== Stated problem A ==
Please copy the part of the music post that opens with the words containing "Let me start" and closes with "a lot better.", swapping "awesome" for "great".
== Stated problem B ==
Decide whether each statement agrees with the music post, answering yes or no and quoting the words that settle it: (i) The writer likes Sara Bareilles's first CD better than Kaleidoscope Heart. (ii) The writer loves every track on "Something for the Rest of Us." (iii) The writer has played Kaleidoscope Heart through about ten times.

== Excerpt provided ==
-- start --

Let me start off by saying there is a lot of awesome new music out right now, which is making life a little more tolerable. The Goo Goo Dolls new CD "Something for the Rest of Us" is a really good listen. With the exception of two tracks I love it. It's nowhere near "Dizzy Up the Girl", but it's slowly creeping into second place. Sara Bareilles, one of my favorite female piano players/singer/songwriters new CD Kaleidoscope Heart is also a good listen. I've only listened through about four times and while I like her first CD "Little Voice" better, there are still some really awesome tracks on it. Michael Buble's new single "Hollywood" is one of those songs that you find yourself tapping your foot to without even realize it. I'm definitely looking forward to new music from Maroon 5 and Rascal Flatts in the near future. Music really makes the day a lot better.

-- end --

== Information shown ==
-- start --

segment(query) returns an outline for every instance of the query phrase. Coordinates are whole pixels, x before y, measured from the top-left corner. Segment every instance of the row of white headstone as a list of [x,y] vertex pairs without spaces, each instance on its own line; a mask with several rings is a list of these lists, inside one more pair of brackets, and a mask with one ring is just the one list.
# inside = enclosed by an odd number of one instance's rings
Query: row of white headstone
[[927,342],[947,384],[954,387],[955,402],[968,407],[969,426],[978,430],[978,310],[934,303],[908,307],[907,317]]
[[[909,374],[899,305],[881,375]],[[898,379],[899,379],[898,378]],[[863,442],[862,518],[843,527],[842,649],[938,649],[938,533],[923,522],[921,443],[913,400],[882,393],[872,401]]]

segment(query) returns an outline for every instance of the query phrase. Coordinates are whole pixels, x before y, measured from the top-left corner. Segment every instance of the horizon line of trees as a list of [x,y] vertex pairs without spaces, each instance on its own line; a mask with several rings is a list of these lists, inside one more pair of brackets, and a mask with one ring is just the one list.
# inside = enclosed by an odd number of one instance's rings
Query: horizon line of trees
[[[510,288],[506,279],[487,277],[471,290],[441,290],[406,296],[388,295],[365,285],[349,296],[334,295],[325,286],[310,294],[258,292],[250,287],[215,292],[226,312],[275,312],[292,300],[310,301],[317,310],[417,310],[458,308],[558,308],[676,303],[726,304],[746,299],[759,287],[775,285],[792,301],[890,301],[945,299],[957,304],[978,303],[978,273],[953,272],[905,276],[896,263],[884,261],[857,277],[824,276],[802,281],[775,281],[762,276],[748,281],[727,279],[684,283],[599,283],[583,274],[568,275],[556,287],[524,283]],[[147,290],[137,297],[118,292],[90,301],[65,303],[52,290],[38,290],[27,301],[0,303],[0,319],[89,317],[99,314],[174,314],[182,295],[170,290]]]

-- end --

== Correct response A ==
Let me start off by saying there is a lot of great new music out right now, which is making life a little more tolerable. The Goo Goo Dolls new CD "Something for the Rest of Us" is a really good listen. With the exception of two tracks I love it. It's nowhere near "Dizzy Up the Girl", but it's slowly creeping into second place. Sara Bareilles, one of my favorite female piano players/singer/songwriters new CD Kaleidoscope Heart is also a good listen. I've only listened through about four times and while I like her first CD "Little Voice" better, there are still some really great tracks on it. Michael Buble's new single "Hollywood" is one of those songs that you find yourself tapping your foot to without even realize it. I'm definitely looking forward to new music from Maroon 5 and Rascal Flatts in the near future. Music really makes the day a lot better.

== Correct response B ==
(i) Yes: 'while I like her first CD "Little Voice" better'
(ii) No: "With the exception of two tracks I love it."
(iii) No: "I've only listened through about four times"